What this exercise asks:
(A) Copy the part of the article on the Timmins MP's bill that begins at "He’s introduced a" and stops after "under the CCAA.", swapping "private members bill" for "legislative proposal".
(B) For each statement about the article on the Timmins MP's bill, say yes or no as to whether the article agrees, and quote the words that decide it: (i) Angus introduced his bill in the House of Commons. (ii) Angus's bill would apply only to universities. (iii) Peter McInnis said the damage could be repaired within months.

Extract to read:
Timmins MP hopes bill will prevent another LU crisis
Timmins-James Bay MP Charlie Angus says he wants to make sure a disaster such as the Laurentian University insolvency never happens again.
He’s introduced a private members bill in the House of Commons, since LU declared insolvency under the Companies’ Creditors Arrangement Act, a federal statute.
"Our concern is once you establish a precedent like this, it could be used in another situation,” Angus told CTV News.
His bill would ensure public institutions exhaust alternatives before declaring insolvency under the CCAA.
"Whether it’s hospitals, whether it’s universities, health care centres, that this can not be a tactic used by right-wing governments at the provincial government to undermine public investment in key institutions like what happened at Laurentian University,” he said.
Angus said administration at LU deliberately gutted programs and staff, them like ‘discarded items at a garage sale.’
Peter McInnis, of the Canadian Association of University Teachers Association, said it will take years to repair the damage.

[Collected data]
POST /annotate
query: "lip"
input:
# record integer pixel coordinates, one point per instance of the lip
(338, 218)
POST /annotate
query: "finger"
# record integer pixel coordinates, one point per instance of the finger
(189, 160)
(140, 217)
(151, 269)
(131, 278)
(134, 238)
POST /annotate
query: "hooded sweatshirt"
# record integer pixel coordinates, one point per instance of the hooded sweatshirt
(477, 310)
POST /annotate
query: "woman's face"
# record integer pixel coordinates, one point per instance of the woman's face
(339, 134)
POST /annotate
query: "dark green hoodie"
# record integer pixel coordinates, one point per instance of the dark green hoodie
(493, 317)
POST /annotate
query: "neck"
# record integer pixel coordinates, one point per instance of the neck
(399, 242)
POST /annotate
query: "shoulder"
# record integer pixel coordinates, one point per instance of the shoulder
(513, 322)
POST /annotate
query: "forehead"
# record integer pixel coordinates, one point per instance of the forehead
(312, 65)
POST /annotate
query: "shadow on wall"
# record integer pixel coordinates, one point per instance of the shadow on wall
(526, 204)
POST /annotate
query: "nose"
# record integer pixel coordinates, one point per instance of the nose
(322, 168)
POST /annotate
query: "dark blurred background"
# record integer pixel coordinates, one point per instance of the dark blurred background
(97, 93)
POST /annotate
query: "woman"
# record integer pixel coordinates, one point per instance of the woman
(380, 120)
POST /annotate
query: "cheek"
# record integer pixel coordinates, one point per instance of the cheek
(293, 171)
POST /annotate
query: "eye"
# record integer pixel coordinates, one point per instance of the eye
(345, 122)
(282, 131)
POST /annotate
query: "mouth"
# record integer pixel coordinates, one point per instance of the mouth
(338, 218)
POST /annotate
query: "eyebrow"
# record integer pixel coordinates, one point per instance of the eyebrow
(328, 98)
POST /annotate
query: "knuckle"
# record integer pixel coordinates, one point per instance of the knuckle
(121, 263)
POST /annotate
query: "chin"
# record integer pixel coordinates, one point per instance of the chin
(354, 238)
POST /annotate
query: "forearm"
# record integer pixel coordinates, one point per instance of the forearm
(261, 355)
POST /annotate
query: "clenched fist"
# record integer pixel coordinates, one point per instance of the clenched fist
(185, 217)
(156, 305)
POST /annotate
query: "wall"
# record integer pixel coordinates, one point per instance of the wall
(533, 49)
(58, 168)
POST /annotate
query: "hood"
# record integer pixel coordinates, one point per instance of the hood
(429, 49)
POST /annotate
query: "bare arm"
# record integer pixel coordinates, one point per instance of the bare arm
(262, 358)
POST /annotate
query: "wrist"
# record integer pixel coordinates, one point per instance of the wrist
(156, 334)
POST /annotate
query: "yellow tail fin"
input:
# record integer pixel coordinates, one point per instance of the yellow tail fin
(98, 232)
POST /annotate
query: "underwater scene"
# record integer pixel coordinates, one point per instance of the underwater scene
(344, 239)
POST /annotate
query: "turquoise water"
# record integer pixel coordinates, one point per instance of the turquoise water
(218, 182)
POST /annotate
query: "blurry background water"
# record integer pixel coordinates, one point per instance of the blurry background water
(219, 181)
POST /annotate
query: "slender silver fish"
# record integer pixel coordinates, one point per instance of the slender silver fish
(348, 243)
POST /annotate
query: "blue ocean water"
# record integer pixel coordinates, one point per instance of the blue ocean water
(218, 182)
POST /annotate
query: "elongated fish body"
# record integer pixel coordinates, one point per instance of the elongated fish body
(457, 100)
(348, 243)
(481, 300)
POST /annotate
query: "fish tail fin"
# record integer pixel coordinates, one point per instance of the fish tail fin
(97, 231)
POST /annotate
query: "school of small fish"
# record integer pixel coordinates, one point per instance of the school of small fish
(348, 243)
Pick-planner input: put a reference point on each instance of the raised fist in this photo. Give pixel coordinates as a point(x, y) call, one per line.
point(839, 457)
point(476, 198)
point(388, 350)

==

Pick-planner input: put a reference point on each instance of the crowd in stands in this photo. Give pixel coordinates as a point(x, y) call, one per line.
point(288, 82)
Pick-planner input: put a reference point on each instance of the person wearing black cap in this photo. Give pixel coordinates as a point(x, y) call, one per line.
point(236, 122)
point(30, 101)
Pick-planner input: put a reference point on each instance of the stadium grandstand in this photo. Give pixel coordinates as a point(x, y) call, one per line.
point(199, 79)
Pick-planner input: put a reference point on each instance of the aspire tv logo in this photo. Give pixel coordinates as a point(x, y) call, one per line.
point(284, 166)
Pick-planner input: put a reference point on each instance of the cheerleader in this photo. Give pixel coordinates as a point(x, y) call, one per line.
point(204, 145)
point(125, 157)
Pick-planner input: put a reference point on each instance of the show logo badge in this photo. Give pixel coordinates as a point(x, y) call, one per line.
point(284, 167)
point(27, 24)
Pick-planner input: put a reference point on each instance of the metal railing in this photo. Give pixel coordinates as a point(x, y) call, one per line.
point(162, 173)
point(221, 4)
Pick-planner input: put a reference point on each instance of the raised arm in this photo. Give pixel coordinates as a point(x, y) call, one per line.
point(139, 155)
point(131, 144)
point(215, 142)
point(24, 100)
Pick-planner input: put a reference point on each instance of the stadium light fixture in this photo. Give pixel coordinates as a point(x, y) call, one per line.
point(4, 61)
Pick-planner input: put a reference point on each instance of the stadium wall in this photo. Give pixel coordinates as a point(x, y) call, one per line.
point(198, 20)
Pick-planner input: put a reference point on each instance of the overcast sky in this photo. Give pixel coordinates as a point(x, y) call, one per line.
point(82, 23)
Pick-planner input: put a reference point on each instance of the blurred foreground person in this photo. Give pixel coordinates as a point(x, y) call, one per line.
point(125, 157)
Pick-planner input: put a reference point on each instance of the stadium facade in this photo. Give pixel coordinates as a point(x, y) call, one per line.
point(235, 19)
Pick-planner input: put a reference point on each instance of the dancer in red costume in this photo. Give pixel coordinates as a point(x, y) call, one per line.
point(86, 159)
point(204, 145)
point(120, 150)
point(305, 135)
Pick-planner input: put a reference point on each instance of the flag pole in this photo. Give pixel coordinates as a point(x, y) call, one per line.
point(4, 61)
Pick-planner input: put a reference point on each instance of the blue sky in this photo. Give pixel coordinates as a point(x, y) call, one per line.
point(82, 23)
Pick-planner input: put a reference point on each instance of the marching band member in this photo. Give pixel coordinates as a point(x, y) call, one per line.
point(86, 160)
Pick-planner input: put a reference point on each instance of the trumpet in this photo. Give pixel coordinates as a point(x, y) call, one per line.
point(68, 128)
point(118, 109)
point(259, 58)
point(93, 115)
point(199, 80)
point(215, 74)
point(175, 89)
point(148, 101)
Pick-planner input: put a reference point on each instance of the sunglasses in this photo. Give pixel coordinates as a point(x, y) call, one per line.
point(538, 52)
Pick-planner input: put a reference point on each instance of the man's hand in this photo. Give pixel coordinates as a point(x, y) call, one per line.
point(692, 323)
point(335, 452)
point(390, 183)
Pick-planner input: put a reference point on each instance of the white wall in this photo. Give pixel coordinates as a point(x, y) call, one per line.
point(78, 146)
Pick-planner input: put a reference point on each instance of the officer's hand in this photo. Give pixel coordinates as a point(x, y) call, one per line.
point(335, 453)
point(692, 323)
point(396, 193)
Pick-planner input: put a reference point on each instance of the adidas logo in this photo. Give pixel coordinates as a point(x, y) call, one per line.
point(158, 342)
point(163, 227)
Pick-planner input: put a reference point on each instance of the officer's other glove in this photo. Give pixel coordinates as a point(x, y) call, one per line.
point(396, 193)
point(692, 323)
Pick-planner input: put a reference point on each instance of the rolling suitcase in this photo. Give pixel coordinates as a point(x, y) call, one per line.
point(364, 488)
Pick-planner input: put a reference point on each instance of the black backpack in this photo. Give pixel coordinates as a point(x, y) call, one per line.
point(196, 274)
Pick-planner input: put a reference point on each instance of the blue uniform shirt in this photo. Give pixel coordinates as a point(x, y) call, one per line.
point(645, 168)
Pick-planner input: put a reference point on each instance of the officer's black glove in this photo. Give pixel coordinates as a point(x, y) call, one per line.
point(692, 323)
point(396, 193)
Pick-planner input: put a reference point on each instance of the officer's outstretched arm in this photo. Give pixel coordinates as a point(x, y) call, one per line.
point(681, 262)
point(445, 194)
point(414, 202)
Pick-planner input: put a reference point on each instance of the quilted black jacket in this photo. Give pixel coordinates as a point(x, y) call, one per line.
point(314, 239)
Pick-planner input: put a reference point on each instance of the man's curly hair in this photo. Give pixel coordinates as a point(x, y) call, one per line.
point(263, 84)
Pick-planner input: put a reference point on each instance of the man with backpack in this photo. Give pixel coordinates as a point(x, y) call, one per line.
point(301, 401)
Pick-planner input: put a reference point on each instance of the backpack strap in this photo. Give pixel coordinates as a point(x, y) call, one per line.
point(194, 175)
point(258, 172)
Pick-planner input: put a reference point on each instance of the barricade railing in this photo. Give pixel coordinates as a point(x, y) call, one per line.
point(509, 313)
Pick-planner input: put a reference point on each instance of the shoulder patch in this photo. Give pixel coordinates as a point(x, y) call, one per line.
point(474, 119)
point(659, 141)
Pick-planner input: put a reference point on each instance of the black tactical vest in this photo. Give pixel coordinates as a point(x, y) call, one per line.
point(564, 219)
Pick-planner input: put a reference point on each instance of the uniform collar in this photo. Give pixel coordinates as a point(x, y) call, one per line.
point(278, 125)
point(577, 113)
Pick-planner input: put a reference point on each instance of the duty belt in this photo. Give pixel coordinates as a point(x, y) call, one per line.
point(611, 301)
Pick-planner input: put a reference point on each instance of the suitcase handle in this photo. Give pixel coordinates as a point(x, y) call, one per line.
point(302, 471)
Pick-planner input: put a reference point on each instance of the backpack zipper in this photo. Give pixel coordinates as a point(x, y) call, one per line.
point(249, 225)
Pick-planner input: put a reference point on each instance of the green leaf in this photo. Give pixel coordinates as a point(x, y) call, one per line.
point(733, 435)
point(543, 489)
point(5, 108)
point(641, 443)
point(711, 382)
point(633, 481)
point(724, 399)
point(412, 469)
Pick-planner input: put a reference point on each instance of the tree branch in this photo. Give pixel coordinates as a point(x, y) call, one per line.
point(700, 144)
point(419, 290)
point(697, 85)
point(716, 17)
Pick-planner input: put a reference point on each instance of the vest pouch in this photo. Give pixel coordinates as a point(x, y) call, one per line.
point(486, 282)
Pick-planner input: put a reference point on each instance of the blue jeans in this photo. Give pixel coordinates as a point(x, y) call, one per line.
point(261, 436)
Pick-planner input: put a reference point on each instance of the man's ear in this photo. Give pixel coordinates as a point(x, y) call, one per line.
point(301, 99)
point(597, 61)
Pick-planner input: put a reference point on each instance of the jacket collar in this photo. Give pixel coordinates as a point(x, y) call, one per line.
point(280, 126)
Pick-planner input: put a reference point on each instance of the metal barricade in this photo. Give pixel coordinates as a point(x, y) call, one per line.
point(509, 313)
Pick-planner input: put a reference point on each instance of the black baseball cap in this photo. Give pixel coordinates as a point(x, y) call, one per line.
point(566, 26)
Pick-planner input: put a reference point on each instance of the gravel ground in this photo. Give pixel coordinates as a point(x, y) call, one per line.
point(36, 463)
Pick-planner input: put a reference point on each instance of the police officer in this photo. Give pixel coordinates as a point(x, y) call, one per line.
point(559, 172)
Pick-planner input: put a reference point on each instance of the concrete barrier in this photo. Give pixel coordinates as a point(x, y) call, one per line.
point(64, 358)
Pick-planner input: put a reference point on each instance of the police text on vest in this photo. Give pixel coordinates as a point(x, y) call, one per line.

Answers for the tasks:
(A)
He’s introduced a legislative proposal in the House of Commons, since LU declared insolvency under the Companies’ Creditors Arrangement Act, a federal statute.
"Our concern is once you establish a precedent like this, it could be used in another situation,” Angus told CTV News.
His bill would ensure public institutions exhaust alternatives before declaring insolvency under the CCAA.

(B)
(i) Yes: "He’s introduced a private members bill in the House of Commons"
(ii) No: "His bill would ensure public institutions exhaust alternatives before declaring insolvency under the CCAA."
(iii) No: "it will take years to repair the damage"